## [What the task asks]
Take the line that contains "Would you mind indicating the red sale" and all lines after it, up to and including the last line of the data, and write them out exactly; nothing else belongs in the answer.

Dataset records:
■ ■ ■

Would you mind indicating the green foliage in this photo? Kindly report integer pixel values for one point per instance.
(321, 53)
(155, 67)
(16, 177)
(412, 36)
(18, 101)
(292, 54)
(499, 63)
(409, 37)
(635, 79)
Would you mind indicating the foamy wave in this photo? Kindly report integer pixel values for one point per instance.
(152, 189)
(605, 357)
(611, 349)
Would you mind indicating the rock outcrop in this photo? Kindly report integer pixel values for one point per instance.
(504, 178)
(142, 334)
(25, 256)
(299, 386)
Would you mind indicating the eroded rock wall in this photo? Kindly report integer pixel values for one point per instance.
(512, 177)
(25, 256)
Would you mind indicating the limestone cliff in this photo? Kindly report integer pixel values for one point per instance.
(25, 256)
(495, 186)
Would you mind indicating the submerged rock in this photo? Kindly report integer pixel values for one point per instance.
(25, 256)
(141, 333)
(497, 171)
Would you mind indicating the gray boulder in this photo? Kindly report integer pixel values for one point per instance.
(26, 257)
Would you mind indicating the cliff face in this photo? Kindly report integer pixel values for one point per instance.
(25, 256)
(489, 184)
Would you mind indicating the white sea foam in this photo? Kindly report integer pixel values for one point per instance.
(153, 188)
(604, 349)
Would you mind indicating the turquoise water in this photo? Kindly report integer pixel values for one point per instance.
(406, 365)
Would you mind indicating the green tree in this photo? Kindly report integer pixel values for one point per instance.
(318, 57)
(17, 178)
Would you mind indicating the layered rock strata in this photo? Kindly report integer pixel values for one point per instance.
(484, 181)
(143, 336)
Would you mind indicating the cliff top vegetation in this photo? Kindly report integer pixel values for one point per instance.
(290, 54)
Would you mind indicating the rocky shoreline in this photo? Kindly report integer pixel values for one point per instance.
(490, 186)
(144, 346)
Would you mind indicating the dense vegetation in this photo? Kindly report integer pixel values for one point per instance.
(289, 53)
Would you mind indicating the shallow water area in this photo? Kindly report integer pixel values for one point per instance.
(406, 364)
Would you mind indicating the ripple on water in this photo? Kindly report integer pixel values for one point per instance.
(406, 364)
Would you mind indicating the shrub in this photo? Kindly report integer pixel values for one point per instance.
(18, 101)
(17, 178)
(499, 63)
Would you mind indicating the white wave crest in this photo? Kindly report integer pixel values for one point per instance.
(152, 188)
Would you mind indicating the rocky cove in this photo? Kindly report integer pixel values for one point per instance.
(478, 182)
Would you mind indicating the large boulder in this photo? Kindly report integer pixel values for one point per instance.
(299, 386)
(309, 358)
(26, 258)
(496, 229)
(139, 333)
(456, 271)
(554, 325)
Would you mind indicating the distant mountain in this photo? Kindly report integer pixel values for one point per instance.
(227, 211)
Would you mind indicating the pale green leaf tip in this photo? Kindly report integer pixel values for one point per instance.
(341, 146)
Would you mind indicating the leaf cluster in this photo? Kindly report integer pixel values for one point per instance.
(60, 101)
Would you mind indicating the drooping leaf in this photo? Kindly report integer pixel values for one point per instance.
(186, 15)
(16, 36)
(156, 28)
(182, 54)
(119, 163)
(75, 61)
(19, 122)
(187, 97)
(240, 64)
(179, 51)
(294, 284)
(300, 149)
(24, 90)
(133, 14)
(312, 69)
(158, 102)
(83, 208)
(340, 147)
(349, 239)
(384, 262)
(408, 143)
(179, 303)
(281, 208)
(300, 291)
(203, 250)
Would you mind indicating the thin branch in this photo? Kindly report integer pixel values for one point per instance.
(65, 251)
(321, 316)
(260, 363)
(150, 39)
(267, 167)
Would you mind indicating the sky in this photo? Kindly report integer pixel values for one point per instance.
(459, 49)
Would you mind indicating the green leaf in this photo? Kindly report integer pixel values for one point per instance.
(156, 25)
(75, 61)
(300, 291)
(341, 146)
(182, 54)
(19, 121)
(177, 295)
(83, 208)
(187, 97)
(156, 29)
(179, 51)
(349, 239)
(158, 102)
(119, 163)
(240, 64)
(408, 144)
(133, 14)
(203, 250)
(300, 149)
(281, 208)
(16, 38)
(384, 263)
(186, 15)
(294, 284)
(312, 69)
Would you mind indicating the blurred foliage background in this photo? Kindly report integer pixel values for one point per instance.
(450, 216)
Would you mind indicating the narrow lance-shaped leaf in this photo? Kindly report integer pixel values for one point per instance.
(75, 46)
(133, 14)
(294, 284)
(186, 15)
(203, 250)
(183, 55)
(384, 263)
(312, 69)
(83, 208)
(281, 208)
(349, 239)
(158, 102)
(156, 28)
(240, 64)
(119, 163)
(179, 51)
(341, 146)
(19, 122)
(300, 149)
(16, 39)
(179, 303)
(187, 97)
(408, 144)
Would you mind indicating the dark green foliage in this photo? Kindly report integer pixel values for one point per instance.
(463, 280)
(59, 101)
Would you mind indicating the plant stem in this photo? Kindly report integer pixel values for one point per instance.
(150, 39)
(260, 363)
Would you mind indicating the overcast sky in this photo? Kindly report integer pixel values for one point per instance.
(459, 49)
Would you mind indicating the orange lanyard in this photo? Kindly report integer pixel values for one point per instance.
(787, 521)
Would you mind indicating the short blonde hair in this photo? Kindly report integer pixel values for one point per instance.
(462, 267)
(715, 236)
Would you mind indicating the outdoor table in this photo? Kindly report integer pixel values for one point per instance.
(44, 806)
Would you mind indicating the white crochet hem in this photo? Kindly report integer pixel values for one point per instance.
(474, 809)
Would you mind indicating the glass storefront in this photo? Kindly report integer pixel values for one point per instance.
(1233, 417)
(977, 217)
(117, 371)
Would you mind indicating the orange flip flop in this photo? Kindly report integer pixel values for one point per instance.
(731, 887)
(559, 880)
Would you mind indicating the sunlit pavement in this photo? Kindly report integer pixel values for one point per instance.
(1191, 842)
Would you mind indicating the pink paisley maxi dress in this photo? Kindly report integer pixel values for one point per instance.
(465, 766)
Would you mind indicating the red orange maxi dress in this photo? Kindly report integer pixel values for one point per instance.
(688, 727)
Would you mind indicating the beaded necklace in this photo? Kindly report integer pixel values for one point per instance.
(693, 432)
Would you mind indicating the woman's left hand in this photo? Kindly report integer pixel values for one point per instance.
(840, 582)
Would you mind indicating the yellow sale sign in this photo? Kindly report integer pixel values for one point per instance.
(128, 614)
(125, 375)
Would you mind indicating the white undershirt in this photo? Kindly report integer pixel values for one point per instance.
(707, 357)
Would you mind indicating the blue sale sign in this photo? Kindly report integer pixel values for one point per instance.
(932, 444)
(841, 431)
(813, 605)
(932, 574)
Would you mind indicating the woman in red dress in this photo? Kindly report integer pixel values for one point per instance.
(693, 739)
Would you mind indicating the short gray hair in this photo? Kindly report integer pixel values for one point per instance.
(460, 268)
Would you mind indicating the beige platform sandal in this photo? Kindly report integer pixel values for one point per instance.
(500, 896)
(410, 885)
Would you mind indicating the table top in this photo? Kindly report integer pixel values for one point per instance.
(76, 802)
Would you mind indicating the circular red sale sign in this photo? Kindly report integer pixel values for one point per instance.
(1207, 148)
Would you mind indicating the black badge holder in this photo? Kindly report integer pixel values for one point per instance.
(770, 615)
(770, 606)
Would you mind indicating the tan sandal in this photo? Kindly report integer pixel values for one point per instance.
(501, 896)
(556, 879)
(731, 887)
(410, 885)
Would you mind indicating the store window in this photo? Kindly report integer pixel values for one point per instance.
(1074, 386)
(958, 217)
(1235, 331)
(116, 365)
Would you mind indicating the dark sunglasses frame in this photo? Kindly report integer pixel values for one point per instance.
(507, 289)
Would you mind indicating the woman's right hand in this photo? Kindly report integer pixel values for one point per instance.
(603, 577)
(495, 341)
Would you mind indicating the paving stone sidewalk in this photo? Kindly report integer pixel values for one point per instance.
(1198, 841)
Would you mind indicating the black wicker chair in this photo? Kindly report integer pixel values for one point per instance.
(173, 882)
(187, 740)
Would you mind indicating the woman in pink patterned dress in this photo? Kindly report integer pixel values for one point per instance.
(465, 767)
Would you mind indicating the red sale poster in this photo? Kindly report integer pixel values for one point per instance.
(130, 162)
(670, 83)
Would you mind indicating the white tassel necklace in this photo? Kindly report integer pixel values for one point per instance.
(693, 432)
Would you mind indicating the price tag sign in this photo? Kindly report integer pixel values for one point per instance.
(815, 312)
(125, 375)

■ ■ ■

## [Task result]
Would you mind indicating the red sale poster in this photo? Kindly report integer pixel values for one point per instance.
(130, 162)
(670, 83)
Would you mind indicating the white tassel necklace in this photo? Kindly report integer pixel values for one point per instance.
(693, 432)
Would you mind indicating the price tag sign in this photo? Kindly report integer pixel values for one point per instance.
(815, 312)
(125, 375)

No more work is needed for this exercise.